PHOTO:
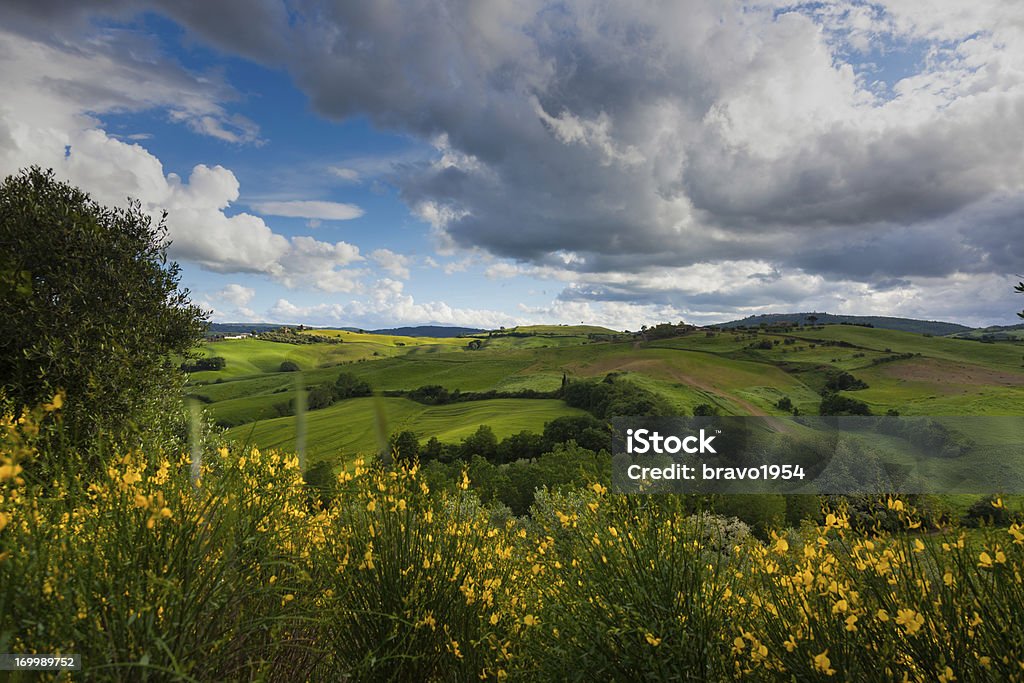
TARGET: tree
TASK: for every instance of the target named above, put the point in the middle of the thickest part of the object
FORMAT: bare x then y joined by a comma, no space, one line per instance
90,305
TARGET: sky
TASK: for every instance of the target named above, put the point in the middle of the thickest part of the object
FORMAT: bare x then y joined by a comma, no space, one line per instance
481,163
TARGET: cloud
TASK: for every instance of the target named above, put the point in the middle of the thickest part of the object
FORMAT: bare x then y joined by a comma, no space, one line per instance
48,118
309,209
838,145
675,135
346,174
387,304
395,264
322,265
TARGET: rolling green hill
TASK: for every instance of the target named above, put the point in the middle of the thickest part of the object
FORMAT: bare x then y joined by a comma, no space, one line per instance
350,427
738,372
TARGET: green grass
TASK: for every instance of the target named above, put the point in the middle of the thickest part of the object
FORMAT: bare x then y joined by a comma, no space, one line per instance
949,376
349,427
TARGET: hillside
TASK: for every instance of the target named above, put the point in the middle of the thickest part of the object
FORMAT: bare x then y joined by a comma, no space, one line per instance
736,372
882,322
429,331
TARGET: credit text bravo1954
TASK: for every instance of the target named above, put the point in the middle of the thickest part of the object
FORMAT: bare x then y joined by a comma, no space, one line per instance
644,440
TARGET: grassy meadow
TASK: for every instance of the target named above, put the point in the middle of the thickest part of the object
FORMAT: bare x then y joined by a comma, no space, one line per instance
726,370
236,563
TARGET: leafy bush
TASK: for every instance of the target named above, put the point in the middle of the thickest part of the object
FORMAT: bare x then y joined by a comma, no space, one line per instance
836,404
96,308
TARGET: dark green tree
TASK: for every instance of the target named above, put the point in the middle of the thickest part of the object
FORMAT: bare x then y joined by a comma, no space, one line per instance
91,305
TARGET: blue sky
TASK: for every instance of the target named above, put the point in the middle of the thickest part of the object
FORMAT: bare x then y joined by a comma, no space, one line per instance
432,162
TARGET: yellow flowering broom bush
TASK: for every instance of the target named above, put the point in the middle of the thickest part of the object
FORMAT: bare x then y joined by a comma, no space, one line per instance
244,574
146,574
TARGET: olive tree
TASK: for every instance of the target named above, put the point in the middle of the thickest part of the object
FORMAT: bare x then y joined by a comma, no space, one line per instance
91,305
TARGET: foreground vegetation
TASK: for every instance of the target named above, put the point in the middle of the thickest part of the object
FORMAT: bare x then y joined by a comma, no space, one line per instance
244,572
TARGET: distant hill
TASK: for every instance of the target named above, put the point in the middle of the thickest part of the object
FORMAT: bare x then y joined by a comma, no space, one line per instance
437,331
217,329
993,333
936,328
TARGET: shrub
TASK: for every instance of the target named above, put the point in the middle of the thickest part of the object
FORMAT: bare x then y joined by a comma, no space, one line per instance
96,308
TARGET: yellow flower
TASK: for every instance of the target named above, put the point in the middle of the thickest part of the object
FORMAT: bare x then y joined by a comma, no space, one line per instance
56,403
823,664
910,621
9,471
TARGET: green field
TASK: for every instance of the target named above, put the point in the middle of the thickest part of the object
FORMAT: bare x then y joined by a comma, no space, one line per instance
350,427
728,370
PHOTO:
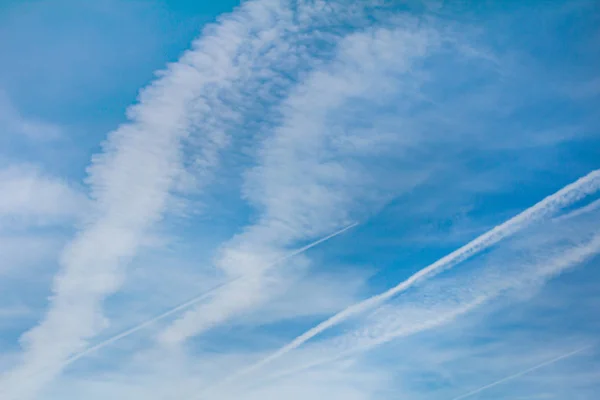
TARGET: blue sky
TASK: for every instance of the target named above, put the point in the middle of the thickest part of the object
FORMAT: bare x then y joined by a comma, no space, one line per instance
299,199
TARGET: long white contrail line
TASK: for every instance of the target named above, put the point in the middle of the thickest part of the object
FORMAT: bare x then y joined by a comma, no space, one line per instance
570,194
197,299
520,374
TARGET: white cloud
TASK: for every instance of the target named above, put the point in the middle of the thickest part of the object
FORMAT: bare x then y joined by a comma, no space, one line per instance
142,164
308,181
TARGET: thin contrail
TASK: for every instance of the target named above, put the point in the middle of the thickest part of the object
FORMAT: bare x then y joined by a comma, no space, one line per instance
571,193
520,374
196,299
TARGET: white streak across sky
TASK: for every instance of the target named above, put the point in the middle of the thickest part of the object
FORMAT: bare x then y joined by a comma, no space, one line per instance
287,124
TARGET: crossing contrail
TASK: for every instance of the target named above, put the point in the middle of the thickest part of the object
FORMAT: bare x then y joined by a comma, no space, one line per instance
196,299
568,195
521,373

:: TASK ITEM ::
Reproduce each line of the records exactly, and omit every picture.

:: RESPONSE ::
PHOTO:
TARGET: tree
TASK: for every instance of the target named above, put the point in the middle of the thickest part of the object
FORMAT: bare x then y joined by a comma, no space, one line per instance
90,305
TARGET: sky
TASK: for every instance of the target named above, put the point in the middle of the thickest part of the object
FORMAT: bare x then y joined by a comma, no space, one line per instance
481,163
TARGET: cloud
TASK: for every instance of the target named above, put the point in the middle of the thickest part of the object
FORMAT: bare x then y joined by a comma, no space, one line per instance
48,118
309,209
838,145
675,135
346,174
387,304
395,264
322,265
TARGET: rolling green hill
TASK: for every instance of the target named above, put the point in the middle of the thickest part of the object
FORMAT: bare x then y joined by a comma, no space, one line per instance
350,427
738,372
TARGET: green grass
TASK: for every instance of the target named above, put the point in the middle of the thickest part of the object
FORMAT: bare x then y joined by a comma, no space, one line per instance
949,376
349,427
TARGET: hillside
TASK: for every instance of the target named above, put the point in the middle of the thickest part of the object
FORMAT: bare x then y joined by a comma, no space, one line per instance
736,372
882,322
429,331
TARGET: credit text bravo1954
TASK: for every instance of the target named above, put the point in the middle of the thickest part of the object
FORMAT: bare x then y joined by a comma, no space, one line per instance
644,440
TARGET: grassy meadow
TASK: for every instance of the target named above, put the point in the middle of the thickest part of the object
FORMAT: bare x then y joined by a comma, no space, one line per instance
726,370
236,563
TARGET: leafy bush
TASK: for every instance of the target named above, put the point in the middle of the thickest part of the object
FORMAT: bare x then y joined by a comma, no space, one line per instance
836,404
96,308
TARGET: dark green tree
TASK: for every instance of the target named above, put the point in the middle of the thickest part of the object
FORMAT: bare x then y joined by a comma, no space, one line per instance
91,305
TARGET: blue sky
TASK: for every instance of the target named above, put the point in the middle of the thickest part of the object
FORMAT: bare x then y joined by a comma, no space, one line per instance
432,162
TARGET: yellow flowering broom bush
TASK: for every instance of the target named above, put the point in the middle of the thickest part of the object
FORMAT: bare x then y joined by a comma, no space, one line per instance
244,574
146,574
TARGET: olive tree
TASK: for every instance of the target named above, put the point in the middle of the thickest part of the object
FORMAT: bare x then y joined by a comma, no space, one line per instance
91,305
TARGET: foreground vegetation
TASK: for every instance of the target named above, put the point in the middle of the thickest part of the object
FORMAT: bare x then y joined by a comma, no space, one line per instance
244,572
TARGET: distant hill
TASK: for every instance of the target named above, put the point in the middle of the thickest part of the object
FORMAT: bare x then y joined by a comma, no space, one line per instance
437,331
217,329
993,333
936,328
TARGET: shrub
TASK: for every instance of the target named above, put the point in the middle of the thickest part of the object
FORMAT: bare x then y joined by a comma, no space, one line per instance
96,308
TARGET: yellow flower
TASK: for every instance of the target named above, put the point in the middle of the thickest part of the object
FORMAT: bare x then y joined by a comma, no space, one line per instance
56,403
823,664
910,621
9,471
TARGET: green field
TASK: for every instance of the target named above, put the point in the middle of the thickest part of the object
FORMAT: bare x then y joined by a comma, no space, one line per instance
350,427
728,370
PHOTO:
TARGET: blue sky
TASK: for every instance of the target named above, put the point in the middle of the thickest part of the object
FORMAT: bare x then y joined by a comma, no space, one line per instance
299,199
TARGET: long white contrail line
TASK: for every instance of the target named above, put the point in the middle of the thickest part of the object
FORMAT: bare x then y joined by a comma, no space, one line per instance
570,194
197,299
520,374
TARGET: white cloud
TASK: for every instance of the target named above, put the point in the middle of the thickest part of the object
FORMAT: bare x then y joined by a comma, no space, one line per instance
142,164
308,181
TARGET: thin contrail
TASK: for every instance of the target named above, put the point in the middle of the thickest part of the object
FORMAT: bare x then y joined by a comma, no space, one line per instance
571,193
520,374
196,299
TARGET: white streak across sky
TASK: for every instance of the target named above, put the point in the middle of the thickest part of the object
FORMAT: bare x then y joined by a comma, no space, one line per instance
287,124
TARGET: crossing contrail
TASK: for every instance of the target named above, put the point in the middle of the thickest part of the object
FORMAT: bare x then y joined by a comma, no space, one line per instance
196,299
568,195
521,373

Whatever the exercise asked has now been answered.